* _Extract provided_
Start of Block

ECM revenues were down an astonishing 43% in FY16 at Goldman Sachs, to a paltry $891 million (down from $1.5 billion in the prior year). That decline has reversed somewhat in the first half of FY17, with ECM revenues of $571 million (up 26% from 1H16) as Goldman co-led major deals like the IPOs of Snap (NYSE: SNAP) and Invitation Homes (NYSE: INVH).
Still, it’s clear that the wellspring for IPO fees (as well as follow-on offerings, which form a major part of equity underwriting revenues) is dryer these years than in the past, and investment banks can’t rely on banner M&A fees to keep carrying the day forever. Data collected by the Financial Times shows that the total ECM fee wallet was down 21% in FY16.
ICOs represent an interesting new opportunity for investment banks, whose equity bankers are chasing deals that keep getting kicked down the road. It’s unclear whether they would ever enter this business in its current stage (given its current reputation for fraud), but the future prospect is just as interesting as Goldman’s potential foray into bitcoin trading.

End of Block

* _Data provided_
Start of Block

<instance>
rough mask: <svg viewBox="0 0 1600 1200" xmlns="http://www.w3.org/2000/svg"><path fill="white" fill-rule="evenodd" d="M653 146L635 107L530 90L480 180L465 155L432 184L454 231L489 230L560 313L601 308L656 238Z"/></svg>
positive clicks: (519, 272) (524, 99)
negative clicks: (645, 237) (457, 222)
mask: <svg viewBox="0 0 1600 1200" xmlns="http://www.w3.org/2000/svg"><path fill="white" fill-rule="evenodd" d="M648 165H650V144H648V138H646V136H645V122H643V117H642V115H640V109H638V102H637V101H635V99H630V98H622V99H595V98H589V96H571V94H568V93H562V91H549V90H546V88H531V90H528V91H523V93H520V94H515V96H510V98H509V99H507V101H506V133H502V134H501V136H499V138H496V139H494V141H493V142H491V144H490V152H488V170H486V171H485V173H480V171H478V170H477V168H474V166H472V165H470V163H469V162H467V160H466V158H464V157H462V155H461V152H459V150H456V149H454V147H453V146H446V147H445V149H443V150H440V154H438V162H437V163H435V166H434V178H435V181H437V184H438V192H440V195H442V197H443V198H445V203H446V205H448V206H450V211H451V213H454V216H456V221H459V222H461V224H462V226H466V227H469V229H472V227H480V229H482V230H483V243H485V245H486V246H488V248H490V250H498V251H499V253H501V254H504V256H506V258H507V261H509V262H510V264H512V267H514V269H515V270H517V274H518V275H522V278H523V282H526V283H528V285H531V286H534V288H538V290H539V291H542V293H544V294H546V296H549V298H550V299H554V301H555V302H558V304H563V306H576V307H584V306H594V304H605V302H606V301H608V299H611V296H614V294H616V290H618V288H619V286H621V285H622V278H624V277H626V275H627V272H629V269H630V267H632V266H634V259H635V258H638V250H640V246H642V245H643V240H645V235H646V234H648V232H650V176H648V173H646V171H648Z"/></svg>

End of Block

* _Required action_
Give again, word for word, the stretch of the investment banking excerpt from "ICOs represent an" through "into bitcoin trading.".

* _Problem solution_
ICOs represent an interesting new opportunity for investment banks, whose equity bankers are chasing deals that keep getting kicked down the road. It’s unclear whether they would ever enter this business in its current stage (given its current reputation for fraud), but the future prospect is just as interesting as Goldman’s potential foray into bitcoin trading.